» **Exercise aim**
Rescale the items from the line with "Scouting pass: put a marker on the woman" up to and including the line with "250), (707, 237)]": write out every line again, multiplying each answer coordinate by 1.6 and rounding to whole numbers with halves rounded up. Copy all other lines, including the sample coordinates, unchanged.

[Source records]

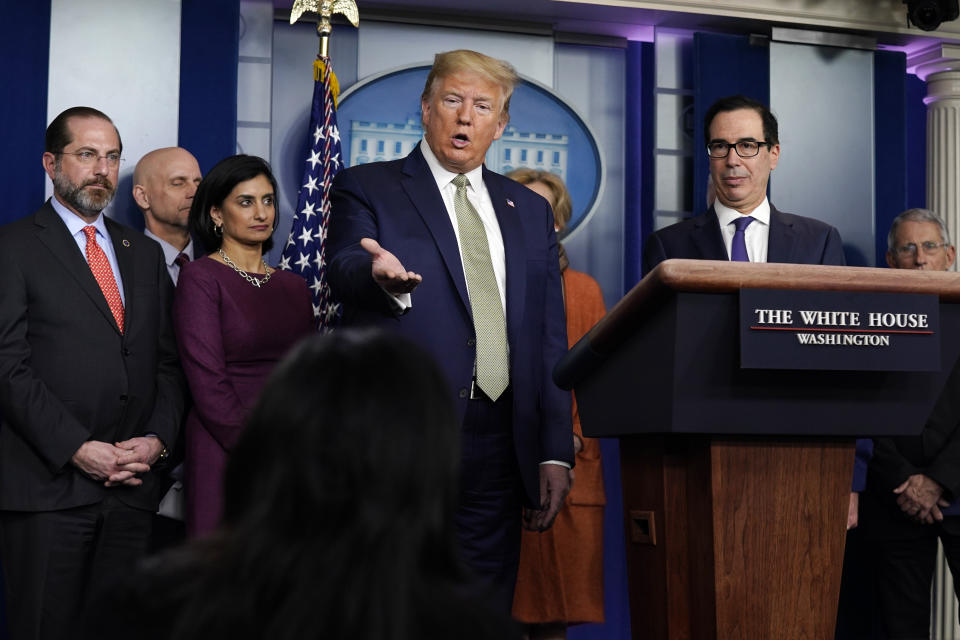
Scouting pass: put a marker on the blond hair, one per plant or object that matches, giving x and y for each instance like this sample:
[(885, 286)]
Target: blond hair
[(562, 205), (497, 71)]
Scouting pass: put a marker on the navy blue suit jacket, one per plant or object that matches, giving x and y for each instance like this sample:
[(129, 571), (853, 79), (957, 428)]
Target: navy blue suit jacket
[(398, 204), (793, 239)]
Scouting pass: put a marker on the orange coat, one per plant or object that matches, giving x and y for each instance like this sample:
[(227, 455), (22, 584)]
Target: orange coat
[(561, 570)]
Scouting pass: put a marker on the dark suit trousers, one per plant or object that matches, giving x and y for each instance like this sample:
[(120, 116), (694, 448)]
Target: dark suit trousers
[(55, 561), (488, 516)]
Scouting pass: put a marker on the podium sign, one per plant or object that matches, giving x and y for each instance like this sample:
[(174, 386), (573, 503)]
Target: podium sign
[(839, 330), (736, 480)]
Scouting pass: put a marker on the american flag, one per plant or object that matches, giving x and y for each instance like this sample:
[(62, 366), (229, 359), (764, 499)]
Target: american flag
[(305, 252)]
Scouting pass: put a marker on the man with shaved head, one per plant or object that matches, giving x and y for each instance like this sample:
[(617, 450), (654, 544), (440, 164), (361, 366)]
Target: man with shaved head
[(164, 183)]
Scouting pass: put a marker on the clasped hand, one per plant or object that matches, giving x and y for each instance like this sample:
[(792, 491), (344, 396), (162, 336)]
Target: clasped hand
[(120, 463), (921, 497)]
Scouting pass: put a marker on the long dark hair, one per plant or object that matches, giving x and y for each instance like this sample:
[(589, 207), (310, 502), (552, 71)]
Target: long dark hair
[(214, 189), (339, 504)]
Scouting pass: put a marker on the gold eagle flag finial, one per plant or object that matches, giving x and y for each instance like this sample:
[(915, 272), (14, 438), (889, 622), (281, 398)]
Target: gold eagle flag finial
[(324, 9)]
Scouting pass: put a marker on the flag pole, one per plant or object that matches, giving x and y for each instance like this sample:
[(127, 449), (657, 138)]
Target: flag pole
[(304, 252)]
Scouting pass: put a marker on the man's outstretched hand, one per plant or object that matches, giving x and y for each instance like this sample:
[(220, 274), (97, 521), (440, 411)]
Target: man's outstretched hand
[(387, 270)]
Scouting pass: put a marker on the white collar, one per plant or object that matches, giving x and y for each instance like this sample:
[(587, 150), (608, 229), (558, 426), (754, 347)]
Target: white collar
[(442, 176), (75, 223), (726, 215)]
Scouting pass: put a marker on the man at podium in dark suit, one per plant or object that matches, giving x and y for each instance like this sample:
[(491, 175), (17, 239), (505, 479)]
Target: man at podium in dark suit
[(743, 144), (482, 295)]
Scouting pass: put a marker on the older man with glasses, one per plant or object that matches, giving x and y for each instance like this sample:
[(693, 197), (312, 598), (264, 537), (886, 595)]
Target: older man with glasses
[(912, 484), (91, 392), (918, 239), (742, 142)]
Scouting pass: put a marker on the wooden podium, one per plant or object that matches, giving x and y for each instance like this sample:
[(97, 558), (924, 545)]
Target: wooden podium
[(735, 481)]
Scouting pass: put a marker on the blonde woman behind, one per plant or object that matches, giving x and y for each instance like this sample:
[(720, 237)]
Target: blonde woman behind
[(560, 581)]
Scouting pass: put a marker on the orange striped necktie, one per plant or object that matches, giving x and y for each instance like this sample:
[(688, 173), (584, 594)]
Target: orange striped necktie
[(103, 272)]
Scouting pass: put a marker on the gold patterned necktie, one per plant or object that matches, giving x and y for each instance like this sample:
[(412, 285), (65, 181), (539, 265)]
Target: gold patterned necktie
[(493, 364)]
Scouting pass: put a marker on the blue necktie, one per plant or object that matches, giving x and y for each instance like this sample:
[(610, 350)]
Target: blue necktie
[(738, 250)]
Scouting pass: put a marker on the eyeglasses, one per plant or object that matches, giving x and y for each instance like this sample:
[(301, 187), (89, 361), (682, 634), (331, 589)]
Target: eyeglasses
[(88, 158), (910, 249), (745, 148)]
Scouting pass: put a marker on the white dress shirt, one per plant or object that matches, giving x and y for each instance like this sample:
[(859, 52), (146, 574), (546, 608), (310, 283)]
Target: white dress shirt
[(170, 253), (75, 225), (479, 197), (757, 233)]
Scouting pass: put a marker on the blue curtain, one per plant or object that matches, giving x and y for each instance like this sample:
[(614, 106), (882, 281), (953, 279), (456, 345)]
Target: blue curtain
[(26, 40), (209, 58)]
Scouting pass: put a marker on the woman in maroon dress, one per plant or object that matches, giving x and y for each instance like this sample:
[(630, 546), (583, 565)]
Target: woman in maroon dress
[(235, 318)]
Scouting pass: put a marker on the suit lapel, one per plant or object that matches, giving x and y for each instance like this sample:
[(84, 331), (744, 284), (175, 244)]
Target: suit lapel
[(515, 255), (782, 240), (56, 237), (420, 186), (123, 250), (707, 237)]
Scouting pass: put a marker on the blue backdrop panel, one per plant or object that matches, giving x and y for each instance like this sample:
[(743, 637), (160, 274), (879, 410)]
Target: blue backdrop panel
[(639, 163), (890, 134), (916, 156), (24, 112), (209, 52), (26, 48), (723, 65)]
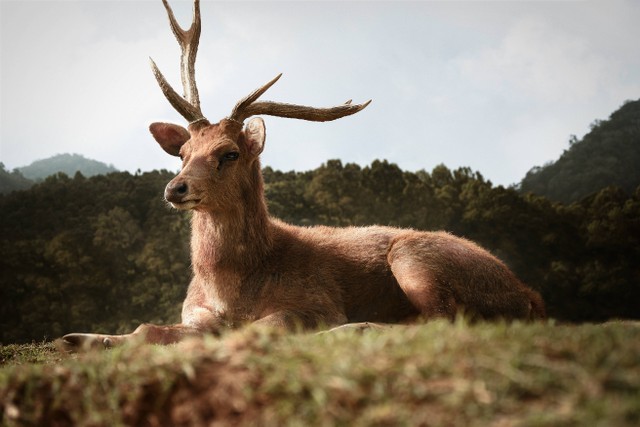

» **Correct result**
Scouting pass: put a marker on the woman in maroon dress, one per plant or object that matches, giving x and y for each instance like this sample:
[(630, 546), (583, 565)]
Target: woman in maroon dress
[(376, 509)]
Scouting pass: put a marker on the suit lapel, one per plant or object that matches, giving x and y for each instance like this sample:
[(84, 331), (744, 284), (175, 244)]
Target: suit lapel
[(824, 408), (1251, 384), (90, 379), (672, 298), (197, 400), (1131, 379)]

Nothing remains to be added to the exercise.